- _DATA LINES_:
• • • • •

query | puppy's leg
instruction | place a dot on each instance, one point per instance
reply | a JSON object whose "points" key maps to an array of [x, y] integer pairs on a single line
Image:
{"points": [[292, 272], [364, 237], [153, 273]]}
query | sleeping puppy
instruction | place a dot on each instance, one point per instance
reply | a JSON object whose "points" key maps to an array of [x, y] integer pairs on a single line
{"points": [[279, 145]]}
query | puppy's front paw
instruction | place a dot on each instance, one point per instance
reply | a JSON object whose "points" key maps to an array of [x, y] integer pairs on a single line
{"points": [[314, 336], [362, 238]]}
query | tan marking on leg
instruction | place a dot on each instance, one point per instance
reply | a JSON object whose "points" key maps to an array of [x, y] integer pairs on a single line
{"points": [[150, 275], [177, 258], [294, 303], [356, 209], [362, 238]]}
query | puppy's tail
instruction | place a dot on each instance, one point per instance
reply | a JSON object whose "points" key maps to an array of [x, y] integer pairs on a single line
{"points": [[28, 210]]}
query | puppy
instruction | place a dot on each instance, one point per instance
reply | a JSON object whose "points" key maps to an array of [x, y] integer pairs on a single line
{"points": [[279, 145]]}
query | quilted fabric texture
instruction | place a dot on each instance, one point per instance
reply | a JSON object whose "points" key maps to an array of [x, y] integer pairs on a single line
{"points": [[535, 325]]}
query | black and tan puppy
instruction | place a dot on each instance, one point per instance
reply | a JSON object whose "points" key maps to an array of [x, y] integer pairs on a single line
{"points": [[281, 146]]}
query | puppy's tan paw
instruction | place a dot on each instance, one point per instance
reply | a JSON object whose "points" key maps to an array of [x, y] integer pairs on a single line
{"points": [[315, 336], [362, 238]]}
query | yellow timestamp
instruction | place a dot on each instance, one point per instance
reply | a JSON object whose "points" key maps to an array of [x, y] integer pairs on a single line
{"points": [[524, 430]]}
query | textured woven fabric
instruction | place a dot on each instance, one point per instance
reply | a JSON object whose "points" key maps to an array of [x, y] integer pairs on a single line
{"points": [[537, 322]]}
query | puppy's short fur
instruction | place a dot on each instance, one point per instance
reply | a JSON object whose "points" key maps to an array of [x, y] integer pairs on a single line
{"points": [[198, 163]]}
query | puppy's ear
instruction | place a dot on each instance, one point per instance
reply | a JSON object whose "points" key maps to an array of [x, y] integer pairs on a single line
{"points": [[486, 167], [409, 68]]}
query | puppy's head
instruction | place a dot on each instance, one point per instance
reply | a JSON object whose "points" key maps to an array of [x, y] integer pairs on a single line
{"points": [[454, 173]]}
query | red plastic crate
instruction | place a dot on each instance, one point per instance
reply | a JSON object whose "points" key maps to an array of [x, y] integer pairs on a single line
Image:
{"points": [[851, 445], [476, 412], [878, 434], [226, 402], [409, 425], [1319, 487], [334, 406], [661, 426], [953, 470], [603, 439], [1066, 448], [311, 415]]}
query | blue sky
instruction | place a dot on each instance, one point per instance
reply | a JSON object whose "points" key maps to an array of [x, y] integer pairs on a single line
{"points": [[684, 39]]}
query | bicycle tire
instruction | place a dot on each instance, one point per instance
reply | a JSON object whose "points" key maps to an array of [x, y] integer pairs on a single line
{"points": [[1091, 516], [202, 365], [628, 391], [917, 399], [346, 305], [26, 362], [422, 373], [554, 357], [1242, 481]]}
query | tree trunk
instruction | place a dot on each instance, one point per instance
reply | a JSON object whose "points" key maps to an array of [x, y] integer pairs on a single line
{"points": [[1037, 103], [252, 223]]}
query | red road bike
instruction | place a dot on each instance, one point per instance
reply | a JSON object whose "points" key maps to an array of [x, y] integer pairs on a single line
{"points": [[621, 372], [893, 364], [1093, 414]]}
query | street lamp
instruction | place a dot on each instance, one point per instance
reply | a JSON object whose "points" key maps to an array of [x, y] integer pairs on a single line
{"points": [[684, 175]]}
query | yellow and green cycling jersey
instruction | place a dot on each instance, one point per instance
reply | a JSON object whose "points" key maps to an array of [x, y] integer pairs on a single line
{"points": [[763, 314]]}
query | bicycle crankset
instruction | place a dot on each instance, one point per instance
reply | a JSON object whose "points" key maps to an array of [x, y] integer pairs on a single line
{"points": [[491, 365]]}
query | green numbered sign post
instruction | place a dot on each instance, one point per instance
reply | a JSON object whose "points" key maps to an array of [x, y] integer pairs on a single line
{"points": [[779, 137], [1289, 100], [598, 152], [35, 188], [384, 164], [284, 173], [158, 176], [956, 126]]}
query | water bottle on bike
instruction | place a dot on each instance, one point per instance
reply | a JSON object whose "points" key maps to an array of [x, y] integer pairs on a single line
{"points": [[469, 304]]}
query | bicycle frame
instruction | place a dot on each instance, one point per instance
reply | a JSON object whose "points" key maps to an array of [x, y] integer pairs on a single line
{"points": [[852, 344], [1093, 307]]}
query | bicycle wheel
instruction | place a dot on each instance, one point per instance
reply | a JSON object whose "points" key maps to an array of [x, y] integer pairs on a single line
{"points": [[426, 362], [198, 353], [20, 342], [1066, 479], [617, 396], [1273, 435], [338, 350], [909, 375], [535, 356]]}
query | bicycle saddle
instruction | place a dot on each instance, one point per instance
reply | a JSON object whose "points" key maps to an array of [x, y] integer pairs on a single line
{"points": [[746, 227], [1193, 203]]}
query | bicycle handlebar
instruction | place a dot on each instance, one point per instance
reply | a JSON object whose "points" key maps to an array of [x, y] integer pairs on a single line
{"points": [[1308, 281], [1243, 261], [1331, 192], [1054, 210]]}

• • • • •

- _WHAT IS ASKED_:
Can you retype all of the records above, word for word and line for line?

- _EXERCISE RESPONSE_:
query | puppy's leg
instruction | place a dot on each instance, one point per instance
reply | a JSON object whose "points" key maps to an array of [x, y] integer pairs on a single line
Image:
{"points": [[292, 272], [364, 237], [153, 273]]}
query | sleeping puppy
instruction | place a dot on each instance, one point per instance
reply | a JSON object whose "points" key maps to an array of [x, y] integer pairs on a single line
{"points": [[279, 145]]}
query | puppy's front paw
instruction | place a dot on each instance, one point per instance
reply | a JSON object whose "points" key maps to an array of [x, y] integer pairs on a single line
{"points": [[314, 336], [362, 238]]}
query | tan marking on leg
instruction | place a dot on each instance, one point per instance
reply | a JSON object whose "points" key maps to an array of [x, y] integer pairs on a single line
{"points": [[150, 275], [177, 258], [294, 303], [356, 209], [362, 238]]}
query | puppy's tail
instruction | place a dot on each instance, one point per instance
reply | a JSON object whose "points" key maps to an array of [x, y] integer pairs on a single line
{"points": [[28, 210]]}
query | puppy
instruction | place a dot on each instance, one point per instance
reply | a JSON object whose "points" key maps to an array of [x, y] integer pairs on a single line
{"points": [[279, 145]]}
query | quilted fabric texture
instruction | place a dot on each instance, one point per instance
reply | a JSON object whose "points" key maps to an array of [x, y] integer pairs on a single line
{"points": [[535, 325]]}
query | black and tan puppy
instruction | place a dot on each instance, one point per instance
reply | a JSON object whose "points" key maps to an array of [x, y] integer pairs on a single line
{"points": [[281, 146]]}
query | puppy's tan paw
instruction | place a dot on each instance, one point per instance
reply | a JSON object whose "points" key maps to an array of [x, y] integer pairs on a single line
{"points": [[315, 336], [362, 238]]}
query | yellow timestamp
instruction | place a dot on each instance, one point per instance
reply | a JSON object whose "points" key maps to an array of [x, y] integer pairs on a single line
{"points": [[524, 430]]}
query | textured woven fabric
instruction | place a dot on each instance, one point per instance
reply | a JSON object whose "points" key maps to an array of [x, y] integer pairs on a single line
{"points": [[537, 322]]}
query | puppy's short fur
instruction | place a dot on each instance, one point per instance
reply | a JSON object whose "points" key maps to an array of [x, y] integer pairs on a single line
{"points": [[198, 163]]}
query | puppy's ear
instruction | place a dot on each instance, one point per instance
reply | a JSON object whose "points" key maps to an array of [x, y] integer pairs on a single line
{"points": [[486, 167], [409, 68]]}
query | puppy's head
instruction | place a dot on each instance, one point per instance
reply | a JSON object whose "points" key maps to an array of [x, y] integer pairs on a single line
{"points": [[454, 173]]}
query | red plastic crate
instruction | place a dot on each instance, one point per instance
reply | a JSON object whose "points" key maps to an array of [x, y] integer pairs on a single line
Image:
{"points": [[851, 445], [476, 412], [878, 434], [226, 402], [409, 425], [1319, 487], [334, 406], [661, 426], [953, 470], [603, 439], [1066, 448], [311, 415]]}
query | blue sky
instruction | place a dot on each instance, one point per instance
reply | a JSON object whose "points" key maps to an array of [x, y] integer pairs on a single line
{"points": [[684, 39]]}
query | bicycle tire
instruction | place a dot on each instance, one point per instance
reply | a JSON object whose "points" key maps to an array of [x, y] integer pairs on a single line
{"points": [[1091, 516], [202, 365], [628, 391], [917, 399], [346, 305], [26, 362], [422, 373], [554, 357], [1242, 481]]}
query | tree trunk
instruction | place a dot on each instance, one point per instance
reply | a JSON object whose "points" key maps to an array of [x, y] integer pairs on a single line
{"points": [[1037, 103], [252, 223]]}
query | red road bike
instruction | place a dot on each instance, one point per instance
reply | a JSON object whose "points" key maps to an array of [x, y] integer pairs on a single line
{"points": [[621, 372], [893, 364], [1093, 414]]}
query | street lamp
instruction | place a dot on each instance, one point per instance
reply | a JSON object whose "points" key maps to an array of [x, y] integer pairs on a single line
{"points": [[684, 175]]}
query | yellow and green cycling jersey
instruction | place a dot on each instance, one point per instance
reply | a JSON object whose "points" key maps to an array of [x, y] integer pairs on a single line
{"points": [[763, 314]]}
query | bicycle crankset
instruction | place a dot on each instance, one point per instance
reply | a JSON object whose "points" key maps to an array of [x, y] integer pairs on a single line
{"points": [[491, 365]]}
query | green numbered sign post
instruction | place a dot on each instance, one point per instance
reply | a JSON object whose "points" key maps to an array of [x, y] integer pairs on a single line
{"points": [[779, 137], [1289, 100], [598, 152], [35, 188], [384, 164], [284, 173], [158, 176], [956, 126]]}
query | water bottle on bike
instruction | place a dot on each instance, one point per instance
reply | a JSON object whose "points" key maps to an array of [x, y] integer pairs on a single line
{"points": [[469, 304]]}
query | bicycle frame
instruction | place a dot on each instance, one point per instance
reply | a JSON object whose "points" key maps to an array of [x, y] integer pairs on a single line
{"points": [[852, 344], [1093, 307]]}
query | bicycle wheel
instruction | place a dot on each instance, one point per instance
reply | a JSON object whose "points" key maps to an array of [x, y] integer pairs on a single line
{"points": [[426, 362], [198, 353], [20, 342], [1066, 479], [617, 396], [1273, 435], [338, 350], [909, 375], [535, 356]]}
query | bicycle saddle
instruction | place a dot on each instance, one point per instance
reply | a JSON object whose "points" key maps to an array of [x, y] integer pairs on a single line
{"points": [[746, 227], [1193, 203]]}
query | bicycle handlebar
instruction | place a dot on each instance, one point per instance
reply | a JSON object whose "points" key maps to an array of [x, y] integer pairs on a single line
{"points": [[1308, 281], [1243, 261], [1331, 192], [1054, 210]]}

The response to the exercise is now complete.